» EXERCISE DIRECTIONS
Copy the data below exactly, omitting any picture it contains.
=== SOURCE DATA ===
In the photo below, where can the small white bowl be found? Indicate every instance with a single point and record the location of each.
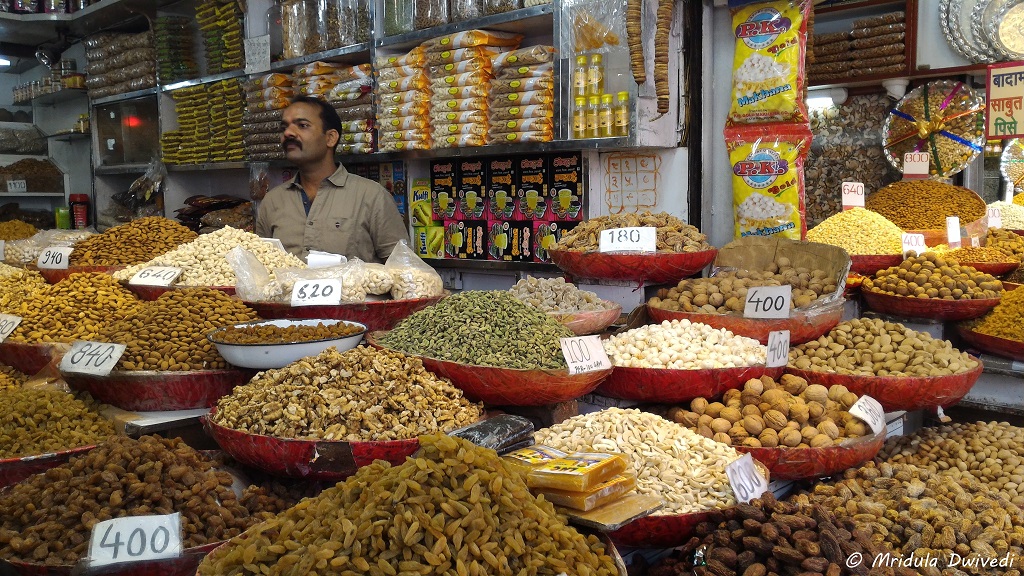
(262, 357)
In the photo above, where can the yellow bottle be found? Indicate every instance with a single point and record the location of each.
(622, 115)
(580, 119)
(604, 123)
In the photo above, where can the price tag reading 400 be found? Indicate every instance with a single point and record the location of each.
(585, 354)
(629, 240)
(747, 481)
(316, 292)
(135, 538)
(768, 301)
(91, 358)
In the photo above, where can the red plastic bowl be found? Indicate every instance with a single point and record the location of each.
(868, 264)
(900, 393)
(310, 459)
(992, 344)
(801, 463)
(13, 470)
(934, 309)
(802, 327)
(659, 268)
(156, 389)
(664, 385)
(382, 315)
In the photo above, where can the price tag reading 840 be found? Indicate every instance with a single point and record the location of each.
(54, 257)
(585, 354)
(748, 483)
(96, 359)
(868, 410)
(135, 538)
(629, 240)
(316, 292)
(768, 301)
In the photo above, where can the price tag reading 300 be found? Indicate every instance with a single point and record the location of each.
(136, 538)
(316, 292)
(91, 358)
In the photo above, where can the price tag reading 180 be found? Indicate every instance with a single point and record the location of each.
(768, 301)
(629, 240)
(748, 483)
(135, 538)
(316, 292)
(585, 354)
(91, 358)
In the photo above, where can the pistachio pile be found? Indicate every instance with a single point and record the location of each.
(673, 235)
(726, 291)
(684, 468)
(931, 276)
(488, 328)
(359, 395)
(769, 414)
(681, 344)
(875, 347)
(455, 508)
(40, 421)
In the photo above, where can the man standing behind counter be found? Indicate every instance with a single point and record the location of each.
(324, 207)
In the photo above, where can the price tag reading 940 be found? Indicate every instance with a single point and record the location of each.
(585, 354)
(868, 410)
(156, 276)
(748, 483)
(629, 240)
(135, 538)
(768, 301)
(54, 257)
(316, 292)
(95, 359)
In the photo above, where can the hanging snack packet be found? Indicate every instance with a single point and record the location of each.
(768, 178)
(768, 79)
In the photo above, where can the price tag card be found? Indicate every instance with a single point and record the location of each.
(585, 354)
(768, 301)
(316, 292)
(16, 187)
(7, 325)
(916, 165)
(96, 359)
(257, 53)
(868, 410)
(853, 195)
(54, 257)
(156, 276)
(778, 348)
(952, 232)
(913, 243)
(748, 483)
(629, 240)
(135, 538)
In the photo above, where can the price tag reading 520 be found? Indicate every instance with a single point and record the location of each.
(135, 538)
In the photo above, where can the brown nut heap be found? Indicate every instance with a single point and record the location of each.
(132, 243)
(873, 347)
(47, 518)
(269, 334)
(454, 508)
(40, 421)
(169, 333)
(673, 235)
(80, 306)
(770, 414)
(931, 276)
(920, 513)
(726, 292)
(771, 537)
(360, 395)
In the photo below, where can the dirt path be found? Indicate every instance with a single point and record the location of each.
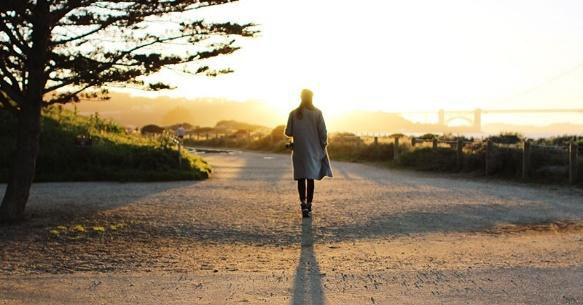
(377, 237)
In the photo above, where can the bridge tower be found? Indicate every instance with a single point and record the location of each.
(478, 119)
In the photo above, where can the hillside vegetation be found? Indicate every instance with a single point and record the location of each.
(80, 148)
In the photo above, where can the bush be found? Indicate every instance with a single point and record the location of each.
(113, 155)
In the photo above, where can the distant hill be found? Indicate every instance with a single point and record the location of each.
(236, 125)
(360, 121)
(135, 111)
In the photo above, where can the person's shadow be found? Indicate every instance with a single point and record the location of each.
(308, 279)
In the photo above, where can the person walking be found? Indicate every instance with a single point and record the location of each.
(307, 128)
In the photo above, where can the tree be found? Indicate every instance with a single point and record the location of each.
(63, 51)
===
» EXERCISE RESULT
In the photo below, where can the small white bowl be found? Indicate every instance with a single point and record the location of each.
(262, 357)
In the photo above, where can the yellow bottle be found? Indicate every instance with a single point and record the location of each.
(622, 115)
(580, 119)
(604, 123)
In the photo above, where can the price tag reading 400 be found? Indicate every instance with a single point and record the location of each.
(585, 354)
(629, 240)
(747, 481)
(316, 292)
(135, 538)
(768, 301)
(91, 358)
In the photo above, where can the red plastic bowl be found? Indicate every instance with a single point and record the location of each.
(868, 264)
(900, 393)
(310, 459)
(992, 344)
(801, 463)
(13, 470)
(934, 309)
(802, 327)
(659, 268)
(156, 389)
(664, 385)
(382, 315)
In the photo above, where can the price tag reading 840 be found? Indicate every instance with a single point and record the location of each.
(54, 257)
(585, 354)
(748, 483)
(96, 359)
(868, 410)
(135, 538)
(629, 240)
(316, 292)
(768, 301)
In the photo above, where can the price tag reading 300 be found? Indicate every instance with a single point and record the location of each.
(136, 538)
(316, 292)
(91, 358)
In the photo above, where can the price tag reading 180 be found? Indicate every instance with a single point and record the location of each.
(768, 301)
(629, 240)
(748, 483)
(135, 538)
(316, 292)
(585, 354)
(91, 358)
In the photo above, where can the pistachio pile be found? Indicate every instance with a single point and record the location of each.
(673, 235)
(726, 291)
(684, 468)
(931, 276)
(488, 328)
(359, 395)
(769, 414)
(681, 344)
(875, 347)
(455, 508)
(40, 421)
In the photo above, where can the man standing behind counter be found? Indicate every instance with a single point and record the location of each.
(324, 207)
In the photo above, where can the price tag reading 940 be found? Indicate every instance with a single point and record the location of each.
(585, 354)
(868, 410)
(156, 276)
(748, 483)
(629, 240)
(135, 538)
(768, 301)
(54, 257)
(316, 292)
(95, 359)
In the photo above, where can the hanging snack packet be found? Indicate every instance with a single point and record the location of each.
(768, 178)
(768, 79)
In the photo above, where can the price tag card be found? Indicate every instance with a single point and record the location of each.
(585, 354)
(768, 301)
(316, 292)
(16, 187)
(7, 325)
(916, 165)
(96, 359)
(257, 53)
(868, 410)
(853, 195)
(54, 257)
(156, 276)
(778, 348)
(952, 232)
(913, 243)
(748, 483)
(629, 240)
(135, 538)
In the photo above, where can the price tag reading 520 be found? Indicate every instance with a single point and record the location of each.
(135, 538)
In the photo above, where can the brown nut heap be found? Indicate every instance with a single point and record the location of each.
(132, 243)
(873, 347)
(47, 518)
(269, 334)
(454, 508)
(40, 421)
(169, 333)
(673, 235)
(80, 306)
(770, 414)
(931, 276)
(920, 513)
(726, 292)
(771, 537)
(360, 395)
In the photo below, where can the dirt path be found? Indicate every instance with a single point and record the location of each.
(377, 237)
In the photo above, where can the bridge tower be found? Indicate every instance with a single point and record the location of each.
(478, 119)
In the photo above, where can the hillside vegetation be found? Indicate every instance with a single point and record the location of each.
(80, 148)
In the photo above, where can the bush be found? Indicate every instance with a single point and record the location of each.
(113, 155)
In the photo above, where can the distant hill be found? Indicate every instance with a single point and record the location of each.
(236, 125)
(360, 121)
(135, 111)
In the photo above, where can the person's shadow be found? Indicate every instance with a single point and record the location of each.
(308, 279)
In the photo above, where can the person walking be found? Indicate every instance with a single point and record the location of each.
(307, 128)
In the photo above, where can the tree be found? Indicate every instance with a single point and record the location of each.
(63, 51)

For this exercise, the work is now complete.